:: DOCUMENT SECTION ::
[Start]
As cartoonist Ty Templeton put it, “Without Bill writing the scripts and shaping the visuals, we don’t have Robin, Bruce Wayne, the Bat-cave, the Batmobile, the Penguin, Gotham City, the Signal, Commissioner Gordon, Alfred the Butler, Wayne Manor, the Batarang, Catwoman, the basic look and color scheme of the Batman costume, the Joker, The Riddler, The Scarecrow (as well as Green Lantern, Wildcat and a host of other characters)!”
Due to contractual obligations between DC and Bob Kane, Finger has never been officially credited for his sizable contribution to the world of the Dark Knight (He is, however, officially recognized as co-creator of both the original Green Lantern and Wildcat). He died in 1974, and has since been inducted into both the Jack Kirby and Will Eisner Halls of Fame, as well as being named as the inspiration for Comic-Con International’s Bill Finger Award for Excellence in Comic Book Writing, which has recognized two writers — one living, one dead — each year since its creation in 2005.
[End]
:: DATASET ROWS ::
[Start]
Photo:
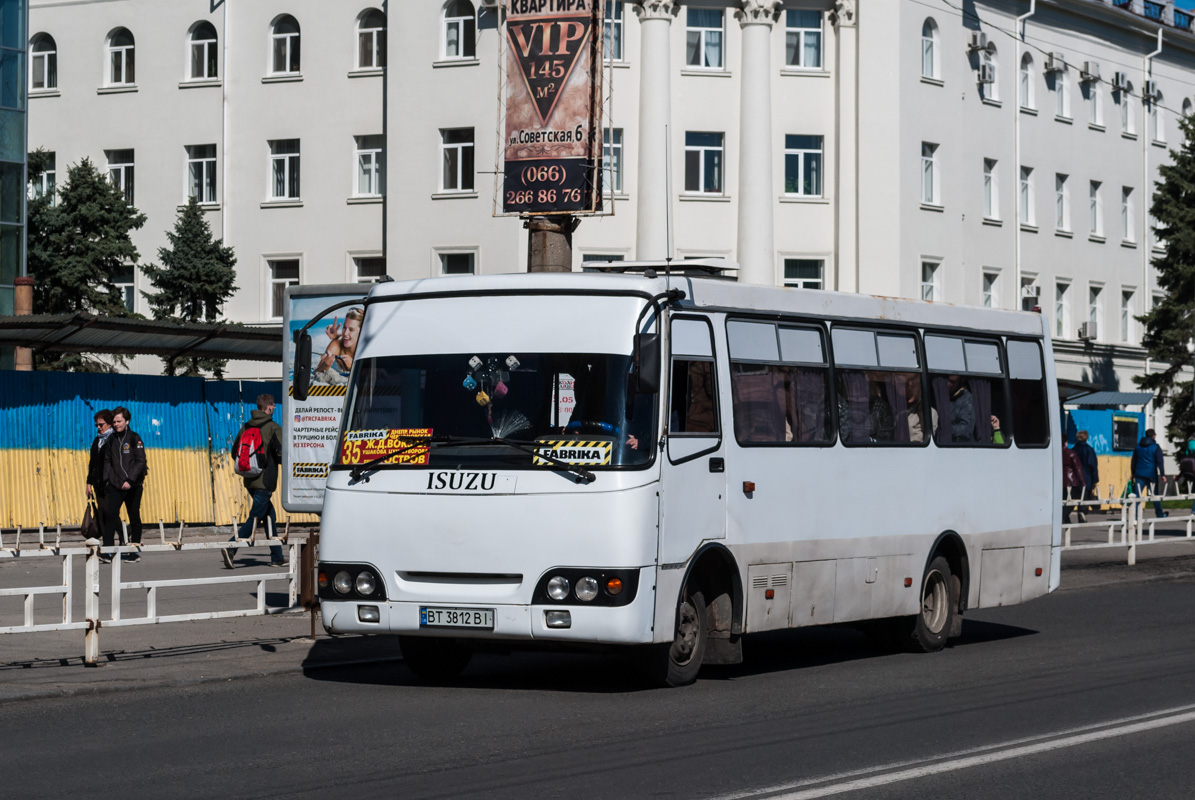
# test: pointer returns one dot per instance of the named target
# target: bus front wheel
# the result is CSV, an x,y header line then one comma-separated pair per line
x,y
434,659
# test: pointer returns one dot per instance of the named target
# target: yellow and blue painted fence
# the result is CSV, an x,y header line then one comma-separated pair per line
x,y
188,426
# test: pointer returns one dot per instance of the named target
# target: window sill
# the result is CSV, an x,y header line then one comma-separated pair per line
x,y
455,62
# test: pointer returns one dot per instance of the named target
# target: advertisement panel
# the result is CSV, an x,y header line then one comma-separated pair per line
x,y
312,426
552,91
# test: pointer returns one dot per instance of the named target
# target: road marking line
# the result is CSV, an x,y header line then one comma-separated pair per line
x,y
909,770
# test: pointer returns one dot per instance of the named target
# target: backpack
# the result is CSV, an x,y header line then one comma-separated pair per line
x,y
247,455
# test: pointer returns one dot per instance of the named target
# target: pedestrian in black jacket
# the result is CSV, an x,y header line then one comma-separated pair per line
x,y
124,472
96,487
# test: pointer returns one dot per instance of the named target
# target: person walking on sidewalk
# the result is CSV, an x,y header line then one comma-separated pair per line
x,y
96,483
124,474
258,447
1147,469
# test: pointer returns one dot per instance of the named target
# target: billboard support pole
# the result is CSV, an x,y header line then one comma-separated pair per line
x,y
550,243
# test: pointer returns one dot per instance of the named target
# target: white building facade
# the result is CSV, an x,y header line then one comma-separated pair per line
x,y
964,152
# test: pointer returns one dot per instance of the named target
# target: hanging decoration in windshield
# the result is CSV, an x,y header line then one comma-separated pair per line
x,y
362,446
[End]
:: COMPLETE THE FOLLOWING ::
1. Answer these from the passage about Bill Finger:
(a) Which cartoonist is quoted listing what Batman would lack without Finger?
(b) In what year did Finger die?
(c) Since 2005, how many writers has the Bill Finger Award recognized each year?
2. Carry on the passage about Bill Finger, picking up right after its last sentence.

:: WRITTEN ANSWERS ::
1.
(a) Ty Templeton
(b) 1974
(c) Two: one living and one dead

2.
With the 100th anniversary of Finger’s birth coming up on February 8, Templeton is campaigning to let Finger posthumously receive some of the recognition he lacked during his lifetime by asking fans to write to Google suggesting that Finger receive a Google Doodle for the day. “It would make Batman proud,” he explained. If nothing else, it would mark a small amount of justice for a creator who spent far too long having credit stolen from him.